* [REQUEST]:
Count the lines in the material below that contain the word "ceiling". Case matters, and the reply should be only the number.

* [DATA SUPPLIED]:

————————

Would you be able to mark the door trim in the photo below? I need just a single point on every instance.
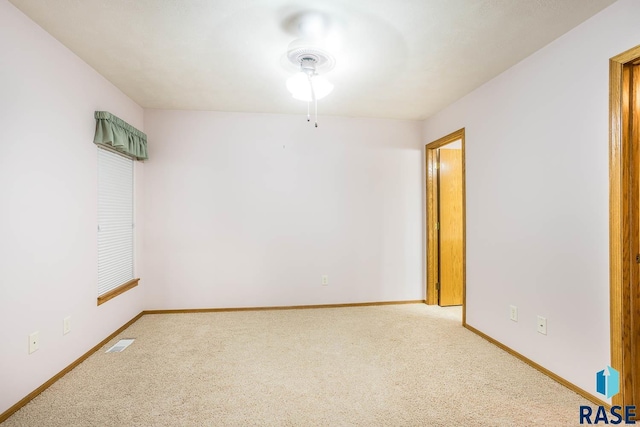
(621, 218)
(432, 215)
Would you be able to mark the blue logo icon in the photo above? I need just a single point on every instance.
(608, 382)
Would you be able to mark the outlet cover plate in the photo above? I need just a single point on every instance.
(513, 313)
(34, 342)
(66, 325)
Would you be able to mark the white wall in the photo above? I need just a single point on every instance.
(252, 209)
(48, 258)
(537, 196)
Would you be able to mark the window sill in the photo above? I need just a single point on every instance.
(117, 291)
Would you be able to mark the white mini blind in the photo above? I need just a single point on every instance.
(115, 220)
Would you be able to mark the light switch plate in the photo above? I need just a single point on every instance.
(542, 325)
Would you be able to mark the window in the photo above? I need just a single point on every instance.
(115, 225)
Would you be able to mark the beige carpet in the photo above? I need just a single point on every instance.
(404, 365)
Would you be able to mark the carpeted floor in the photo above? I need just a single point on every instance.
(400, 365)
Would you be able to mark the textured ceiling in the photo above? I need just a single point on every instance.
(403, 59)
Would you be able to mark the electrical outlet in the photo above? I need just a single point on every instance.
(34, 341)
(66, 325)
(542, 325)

————————

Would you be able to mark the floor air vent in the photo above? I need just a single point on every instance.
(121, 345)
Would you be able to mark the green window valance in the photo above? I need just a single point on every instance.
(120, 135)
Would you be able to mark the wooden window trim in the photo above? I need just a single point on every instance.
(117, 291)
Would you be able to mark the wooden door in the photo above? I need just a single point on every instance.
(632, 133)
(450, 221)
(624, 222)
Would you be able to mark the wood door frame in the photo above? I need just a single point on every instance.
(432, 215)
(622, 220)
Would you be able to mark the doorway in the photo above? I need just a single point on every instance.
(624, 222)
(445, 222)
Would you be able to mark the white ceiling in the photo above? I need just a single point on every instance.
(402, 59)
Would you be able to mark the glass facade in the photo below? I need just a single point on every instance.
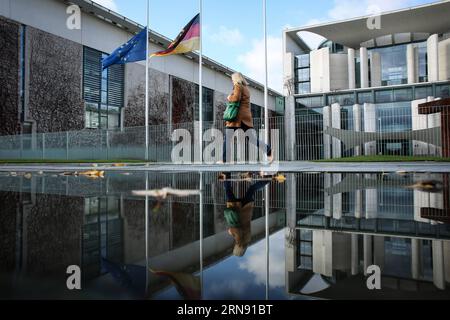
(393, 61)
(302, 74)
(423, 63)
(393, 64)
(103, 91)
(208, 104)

————————

* [CORRECT ANSWER]:
2